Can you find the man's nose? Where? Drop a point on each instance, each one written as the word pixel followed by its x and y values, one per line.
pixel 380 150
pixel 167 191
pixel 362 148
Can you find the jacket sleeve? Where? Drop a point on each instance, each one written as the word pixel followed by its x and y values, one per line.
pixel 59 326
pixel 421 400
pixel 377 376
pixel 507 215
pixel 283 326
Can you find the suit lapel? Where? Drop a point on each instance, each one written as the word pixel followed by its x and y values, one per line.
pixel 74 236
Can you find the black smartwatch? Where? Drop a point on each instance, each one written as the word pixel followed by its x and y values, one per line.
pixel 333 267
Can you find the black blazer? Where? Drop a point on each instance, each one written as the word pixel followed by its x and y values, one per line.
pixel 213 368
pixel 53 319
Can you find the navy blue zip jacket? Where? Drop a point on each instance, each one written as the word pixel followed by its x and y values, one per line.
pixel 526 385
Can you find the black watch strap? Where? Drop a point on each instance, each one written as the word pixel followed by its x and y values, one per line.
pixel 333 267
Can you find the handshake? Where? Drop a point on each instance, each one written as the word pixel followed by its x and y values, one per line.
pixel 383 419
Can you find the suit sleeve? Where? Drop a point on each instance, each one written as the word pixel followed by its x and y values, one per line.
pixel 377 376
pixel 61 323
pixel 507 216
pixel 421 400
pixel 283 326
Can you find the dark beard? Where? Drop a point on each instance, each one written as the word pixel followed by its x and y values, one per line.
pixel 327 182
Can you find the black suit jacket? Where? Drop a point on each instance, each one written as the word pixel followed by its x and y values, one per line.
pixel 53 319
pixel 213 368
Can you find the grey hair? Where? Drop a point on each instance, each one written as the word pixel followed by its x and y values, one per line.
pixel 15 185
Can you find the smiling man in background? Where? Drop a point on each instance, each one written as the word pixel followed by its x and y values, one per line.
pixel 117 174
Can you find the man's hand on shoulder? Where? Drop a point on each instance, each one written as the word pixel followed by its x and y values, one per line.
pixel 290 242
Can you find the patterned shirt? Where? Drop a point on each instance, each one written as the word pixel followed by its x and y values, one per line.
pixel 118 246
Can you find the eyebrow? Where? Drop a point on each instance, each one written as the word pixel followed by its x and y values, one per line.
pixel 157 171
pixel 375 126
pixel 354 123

__Work to do__: Reproduce the entries word for word, starting at the line that contains "Can you find the smiling" and ending with the last line of the entries.

__Answer below__:
Can you find the smiling man in background? Where? Drop a point on each instance, each one written as the word pixel followed by its x and y values, one per line.
pixel 117 174
Can you find the man's hand on shoulder? Where? Drop a point on each instance, each one written as the word pixel followed by its x and y values, one per line.
pixel 290 242
Can you find the patterned shirt? Where? Drop a point on each instance, each one written as the word pixel followed by its x and y values, one per line.
pixel 118 246
Can you find the eyebrow? Where? Drop a point on each instance, each one written as the word pixel followed by its x and y values, one per line.
pixel 157 171
pixel 375 126
pixel 354 123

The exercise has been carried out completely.